▶ **DIRECTION 1**
Decide whether each statement below agrees with the passage on evaluating energy efficiency measures. Answer yes or no for each and quote the deciding words of the passage. (a) The Homes Energy Efficiency Database holds data on about 5 million homes in the UK. (b) Results from participant surveys about motives carry low uncertainty. (c) For a measure that promotes household energy audits, monitoring the actions households carry out may be impossible.

▶ **SELECTED EXTRACT**
——
Only in some cases and for some of these factors, methods different from customer surveys among participants can be applied. The Homes Energy Efficiency Database (HEED) of the British Energy Savings Trust contains detailed data of about 5 million homes (Amato 2008; Staniaszek 2005) in the UK (status: January 2008). These data include records about energy efficiency measures on an individual address level and by supplier, which allows for high-precision detection of instances of double counting (Energy Saving Trust 2004). Besides this, the assessment of these factors is usually carried out by surveys asking participants about their motives for the implementation of the energy efficiency action and how the energy efficiency measure has influenced this process. The elicitation of such factors from surveys poses two practical problems: (a) the uncertainty of the results from this type of survey is relatively high, which leads to the consequence that (b) sample size and survey techniques need to account for this circumstance. For a survey using highly elaborated and time-costly techniques in combination with a large sample size, the evaluation effort can increase to an unreasonable level compared to the effort for the energy efficiency measure itself.11

The effort can even exceed this level, when it comes to measures for which the realised actions are unobservable for the executing party. This could, e.g. be a measure that promotes energy audits for households. In this case, it might be impossible (due to limited resources) to monitor the implemented actions of the households. According to the evaluation principle (a), only energy efficiency actions in place of energy efficiency measures are quantified. To calculate the savings from these energy audits with respect to this principle, the executing party needs to determine the kind and number of the initiated actions and provide all necessary parameters for the calculation.
——
▶ **DATASET EXCERPTS**
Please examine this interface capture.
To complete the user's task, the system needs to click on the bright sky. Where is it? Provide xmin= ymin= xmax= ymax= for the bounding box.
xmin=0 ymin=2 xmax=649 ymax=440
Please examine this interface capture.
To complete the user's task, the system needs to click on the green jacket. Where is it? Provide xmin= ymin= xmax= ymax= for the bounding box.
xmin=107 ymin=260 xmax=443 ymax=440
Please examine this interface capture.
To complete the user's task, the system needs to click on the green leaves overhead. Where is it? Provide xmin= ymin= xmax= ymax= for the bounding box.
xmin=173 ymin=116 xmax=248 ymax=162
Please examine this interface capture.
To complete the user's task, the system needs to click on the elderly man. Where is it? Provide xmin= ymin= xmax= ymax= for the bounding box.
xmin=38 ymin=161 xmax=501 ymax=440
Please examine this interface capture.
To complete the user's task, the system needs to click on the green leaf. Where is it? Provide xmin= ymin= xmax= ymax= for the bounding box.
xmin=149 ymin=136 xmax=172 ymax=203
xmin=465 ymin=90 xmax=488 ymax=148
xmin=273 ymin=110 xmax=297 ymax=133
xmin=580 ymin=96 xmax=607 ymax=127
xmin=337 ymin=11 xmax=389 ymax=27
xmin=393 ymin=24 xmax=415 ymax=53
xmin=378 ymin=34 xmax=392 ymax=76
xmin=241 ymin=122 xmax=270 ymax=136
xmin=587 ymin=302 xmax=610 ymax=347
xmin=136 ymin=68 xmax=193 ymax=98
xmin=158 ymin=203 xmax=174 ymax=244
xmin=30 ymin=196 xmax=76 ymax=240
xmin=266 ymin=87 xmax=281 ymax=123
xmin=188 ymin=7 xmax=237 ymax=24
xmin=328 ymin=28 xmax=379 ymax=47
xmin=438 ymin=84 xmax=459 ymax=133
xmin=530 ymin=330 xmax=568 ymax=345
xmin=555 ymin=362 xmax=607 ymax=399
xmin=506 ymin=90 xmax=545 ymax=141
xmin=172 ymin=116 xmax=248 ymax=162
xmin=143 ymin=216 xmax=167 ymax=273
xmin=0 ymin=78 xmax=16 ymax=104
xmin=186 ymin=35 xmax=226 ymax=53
——
▶ **DIRECTION 2**
Turn the part of the entries that runs from their first line through the line containing "xmin=173 ymin=116 xmax=248 ymax=162", both included, into a numbered list, leaving out any blank lines.

▶ **FULL RESPONSE 1**
(a) Yes: "contains detailed data of about 5 million homes"
(b) No: "the uncertainty of the results from this type of survey is relatively high"
(c) Yes: "it might be impossible (due to limited resources) to monitor the implemented actions of the households"

▶ **FULL RESPONSE 2**
1. Please examine this interface capture.
2. To complete the user's task, the system needs to click on the bright sky. Where is it? Provide xmin= ymin= xmax= ymax= for the bounding box.
3. xmin=0 ymin=2 xmax=649 ymax=440
4. Please examine this interface capture.
5. To complete the user's task, the system needs to click on the green jacket. Where is it? Provide xmin= ymin= xmax= ymax= for the bounding box.
6. xmin=107 ymin=260 xmax=443 ymax=440
7. Please examine this interface capture.
8. To complete the user's task, the system needs to click on the green leaves overhead. Where is it? Provide xmin= ymin= xmax= ymax= for the bounding box.
9. xmin=173 ymin=116 xmax=248 ymax=162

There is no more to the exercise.